■ Tasks to carry out:
1/ In the forum thread about crusty vintage bicycles, what badge is on slick's 1941 Colson Blister Tank?
2/ Please extend the forum thread about crusty vintage bicycles, starting with the fordmike65 post whose header it ends on.

■ Source extract:
Last time the Phantom was on a ride it had a little less weight to it ....

Phantom at Tour de Fat San Francisco 2012


----------



## RJWess (Nov 25, 2013)

Pretty crusty Colson I picked up about a month ago. Its a great ride.


----------



## Rear Facing Drop Out (Nov 25, 2013)

*My crusty Hiawatha Arrow*

Cant find a pic with the kid trailor on the back! Really rides great! Few spokes and some grease! I am enjoying these pics more then the ones of the pretty bikes!


----------



## cyclonecoaster.com (Nov 25, 2013)

*Dig the Arrow*



Rear Facing Drop Out said:


> Cant find a pic with the kid trailor on the back! Really rides great! Few spokes and some grease! I am enjoying these pics more then the ones of the pretty bikes!




Take the "C" off of the Crusty ... & rusty is what's left ... that bike is the definition of Crusty ... thanks for sharing ..


----------



## slick (Dec 1, 2013)

Rear Facing Drop Out said:


> Cant find a pic with the kid trailor on the back! Really rides great! Few spokes and some grease! I am enjoying these pics more then the ones of the pretty bikes!




Btw, I LOVE that Arrow! Glad you left it alone. It tells a better story as a rusty rider then a pretty show queen.


----------



## slick (Dec 1, 2013)

Let's keep this thread going. Here are my 2 Crusty and rusty riders. A 1936 Goodyear badged Colson snaptank, and it's younger brother, a 1941 Colson Blister Tank with the Firestone Flying Ace badge. I love both of these bikes because they both ride killer and i don't have to worry about scratching them when i lock them up in front of the local sports bar.


----------



## American Vintage Bicycle Supply (Dec 2, 2013)

Newest rider.


----------



## fordmike65 (Dec 2, 2013)

*Come'on guys. Those aren't crusty...*

This is crusty!


----------



## Rear Facing Drop Out (Dec 3, 2013)

*Thanks it became one of my favs*



slick said:


> Btw, I LOVE that Arrow! Glad you left it alone. It tells a better story as a rusty rider then a pretty show queen.




Thanks. .... I'll find a pretty one some day and leave this one old


----------



## OldRider (Dec 3, 2013)

That my friend is a thing of beauty! Rust rocks in my world 




fordmike65 said:


> This is crusty!


----------



## Aeropsycho (Dec 5, 2013)

*Crustocycle...*

My patchwork Crust-O-Cycle slap together and ride it!!!


----------



## 37fleetwood (Dec 5, 2013)

I ride it, and ride it, and ride it....


----------



## cyclonecoaster.com (Dec 5, 2013)

*Like the Energizer bunny ....*



37fleetwood said:


> I ride it, and ride it, and ride it....




We need to get you a pink bunny suit ... Huffy approved of course ...


----------



## fordmike65 (Dec 5, 2013)

37fleetwood said:


> I ride it, and ride it, and ride it....




'til the wheels fall of?


----------



## 37fleetwood (Dec 5, 2013)

fordmike65 said:


> 'til the wheels fall of?




it's a Huffman, the wheels will not fall off.


----------



## fordmike65 (Dec 5, 2013)

■ Dataset excerpts:

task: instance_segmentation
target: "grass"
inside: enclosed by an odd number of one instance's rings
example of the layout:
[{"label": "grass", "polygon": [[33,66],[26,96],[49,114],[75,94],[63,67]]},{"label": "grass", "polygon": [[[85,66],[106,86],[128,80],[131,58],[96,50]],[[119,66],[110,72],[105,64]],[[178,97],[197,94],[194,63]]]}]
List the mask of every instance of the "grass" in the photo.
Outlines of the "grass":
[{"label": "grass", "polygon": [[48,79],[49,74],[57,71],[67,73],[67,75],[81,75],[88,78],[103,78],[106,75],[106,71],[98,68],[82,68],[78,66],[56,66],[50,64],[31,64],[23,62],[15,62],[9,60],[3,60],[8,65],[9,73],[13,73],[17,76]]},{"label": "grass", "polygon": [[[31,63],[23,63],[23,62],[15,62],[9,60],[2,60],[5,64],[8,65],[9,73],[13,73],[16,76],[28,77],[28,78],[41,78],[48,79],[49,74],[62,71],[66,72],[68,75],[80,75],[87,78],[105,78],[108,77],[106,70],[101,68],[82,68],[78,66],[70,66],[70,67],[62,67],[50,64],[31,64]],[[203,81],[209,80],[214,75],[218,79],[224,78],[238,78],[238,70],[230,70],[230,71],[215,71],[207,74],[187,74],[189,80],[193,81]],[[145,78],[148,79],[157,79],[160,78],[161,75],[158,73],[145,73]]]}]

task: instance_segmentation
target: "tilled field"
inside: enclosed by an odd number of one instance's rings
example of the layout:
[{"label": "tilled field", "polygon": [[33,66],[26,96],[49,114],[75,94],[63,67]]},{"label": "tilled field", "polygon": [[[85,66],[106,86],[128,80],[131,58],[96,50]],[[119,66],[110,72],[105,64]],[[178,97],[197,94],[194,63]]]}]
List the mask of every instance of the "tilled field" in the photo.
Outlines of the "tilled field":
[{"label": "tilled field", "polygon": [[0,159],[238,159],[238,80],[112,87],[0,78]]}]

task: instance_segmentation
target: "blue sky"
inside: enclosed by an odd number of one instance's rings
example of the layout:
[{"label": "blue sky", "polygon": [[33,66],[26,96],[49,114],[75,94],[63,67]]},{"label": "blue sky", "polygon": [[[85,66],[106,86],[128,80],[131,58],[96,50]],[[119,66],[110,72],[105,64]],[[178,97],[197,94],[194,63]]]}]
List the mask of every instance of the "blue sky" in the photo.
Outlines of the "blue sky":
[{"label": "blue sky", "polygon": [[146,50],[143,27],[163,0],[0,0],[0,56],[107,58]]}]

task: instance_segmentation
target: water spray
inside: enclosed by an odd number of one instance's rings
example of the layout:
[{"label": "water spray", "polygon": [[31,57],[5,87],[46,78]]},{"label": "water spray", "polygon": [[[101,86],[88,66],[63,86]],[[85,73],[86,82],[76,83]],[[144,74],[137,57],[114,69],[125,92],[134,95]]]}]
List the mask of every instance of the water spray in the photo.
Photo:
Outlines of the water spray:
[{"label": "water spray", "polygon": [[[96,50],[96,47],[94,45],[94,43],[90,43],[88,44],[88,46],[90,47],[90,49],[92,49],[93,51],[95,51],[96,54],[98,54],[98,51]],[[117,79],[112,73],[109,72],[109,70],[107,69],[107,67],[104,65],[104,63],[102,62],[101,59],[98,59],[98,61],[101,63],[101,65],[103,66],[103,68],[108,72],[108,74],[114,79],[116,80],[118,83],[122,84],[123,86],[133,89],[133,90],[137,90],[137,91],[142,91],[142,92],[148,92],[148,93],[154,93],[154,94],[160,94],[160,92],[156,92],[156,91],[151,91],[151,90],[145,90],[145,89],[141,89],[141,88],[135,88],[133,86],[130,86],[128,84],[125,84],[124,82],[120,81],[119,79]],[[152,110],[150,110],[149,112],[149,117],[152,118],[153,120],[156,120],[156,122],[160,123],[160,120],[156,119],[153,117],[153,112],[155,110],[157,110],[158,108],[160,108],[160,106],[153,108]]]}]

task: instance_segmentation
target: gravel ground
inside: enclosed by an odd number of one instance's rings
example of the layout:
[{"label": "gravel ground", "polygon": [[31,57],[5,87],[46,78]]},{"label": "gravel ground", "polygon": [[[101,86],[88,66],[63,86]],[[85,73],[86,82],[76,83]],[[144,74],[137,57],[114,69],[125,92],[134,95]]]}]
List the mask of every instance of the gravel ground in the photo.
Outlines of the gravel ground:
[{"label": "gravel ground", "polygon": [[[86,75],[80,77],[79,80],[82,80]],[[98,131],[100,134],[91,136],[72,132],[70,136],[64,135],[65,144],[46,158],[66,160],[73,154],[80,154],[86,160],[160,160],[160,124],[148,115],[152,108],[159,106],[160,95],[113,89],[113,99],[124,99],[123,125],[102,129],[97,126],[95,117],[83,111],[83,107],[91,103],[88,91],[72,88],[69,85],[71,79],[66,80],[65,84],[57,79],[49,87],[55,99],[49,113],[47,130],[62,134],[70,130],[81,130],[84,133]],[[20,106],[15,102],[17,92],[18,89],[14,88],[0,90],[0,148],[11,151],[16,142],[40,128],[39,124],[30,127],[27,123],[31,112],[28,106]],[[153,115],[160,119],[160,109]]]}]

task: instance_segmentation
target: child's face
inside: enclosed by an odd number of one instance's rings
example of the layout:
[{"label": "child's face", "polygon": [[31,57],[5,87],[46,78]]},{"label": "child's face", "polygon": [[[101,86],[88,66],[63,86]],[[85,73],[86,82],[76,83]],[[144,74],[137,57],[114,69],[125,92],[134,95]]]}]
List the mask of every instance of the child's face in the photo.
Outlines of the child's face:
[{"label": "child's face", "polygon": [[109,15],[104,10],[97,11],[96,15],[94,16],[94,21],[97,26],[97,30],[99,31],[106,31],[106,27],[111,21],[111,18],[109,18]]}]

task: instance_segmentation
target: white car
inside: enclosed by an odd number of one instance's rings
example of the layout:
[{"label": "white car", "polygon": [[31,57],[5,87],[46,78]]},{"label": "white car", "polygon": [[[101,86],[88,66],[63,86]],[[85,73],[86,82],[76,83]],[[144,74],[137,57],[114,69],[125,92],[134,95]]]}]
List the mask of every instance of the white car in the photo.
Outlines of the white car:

■ Written answers:
1/ The Firestone Flying Ace badge.

2/
37fleetwood said:


> it's a Huffman, the wheels will not fall off.




Dang Scott. Thought you were Gangsta'.


----------



## rustjunkie (Jan 23, 2014)




----------



## Boris (Jan 23, 2014)

*1936?*

Hey Slick, both Colsons in your post are killer! But I'm wondering if the snap tank Colson is actually a 1936. Does it have a serial number?


----------



## fordmike65 (Jan 23, 2014)

Dave Marko said:


> Hey Slick, both Colsons in your post are killer! But I'm wondering if the snap tank Colson is actually a 1936. Does it have a serial number?
> View attachment 133706




Maybe 38-...


----------



## jd56 (Jan 23, 2014)

It seems most of my riders have had most of the rusty crusty finish removed or cleaned but, I did have this one for a while.
Sold it a while back and probably the one bike that I have sellers remorse with.









Sent from my DROID RAZR using Tapatalk 2


----------



## bobdenver1961 (Jan 23, 2014)

*Great Photos*

Great Photos!

This could be a solution to my storage problems. There is lots of space in the backyard for one of these Crusty Beauties.


----------



## OldRider (Jan 23, 2014)

Nothing much to look at but I'll never part with "Faded Glory". A 1936 CCM built HBC Ranger, I'm only the second owner, heckuva story behind it, I shall preserve its history


----------



## Boris (Jan 23, 2014)

fordmike65 said:


> Maybe 38-...




I think it's later.


----------



## fordmike65 (Jan 23, 2014)

Dave Marko said:


> I think it's later.




Bet it is. Just know it's later than '37. Nice ride though


----------



## slick (Jan 23, 2014)

fordmike65 said:


> Bet it is. Just know it's later than '37. Nice ride though




How can you guys tell what year it is visual wise without the serial number? I'll post it up later tonight if i remember to go in the garage.


----------



## Boris (Jan 23, 2014)

slick said:


> How can you guys tell what year it is visual wise without the serial number? I'll post it up later tonight if i remember to go in the garage.




1st year for the chainring is '38. Pretty sure that '36 frame like that didn't take a tank (double bars wouldn't allow for it). I believe the truss rods are post '38. I sometimes get my facts screwed up, but this is what I'm gleaning from John Polozzi's Colson book.


----------



## fordmike65 (Jan 23, 2014)

Dave Marko said:


> 1st year for the chainring is '38. Pretty sure that '36 frame like that didn't take a tank (double bars wouldn't allow for it). I believe the truss rods are post '38. I sometimes get my facts screwed up, but this is what I'm gleaning from John Polozzi's Colson book.




You are so wise Dave:o


----------



## pedal_junky (Jan 24, 2014)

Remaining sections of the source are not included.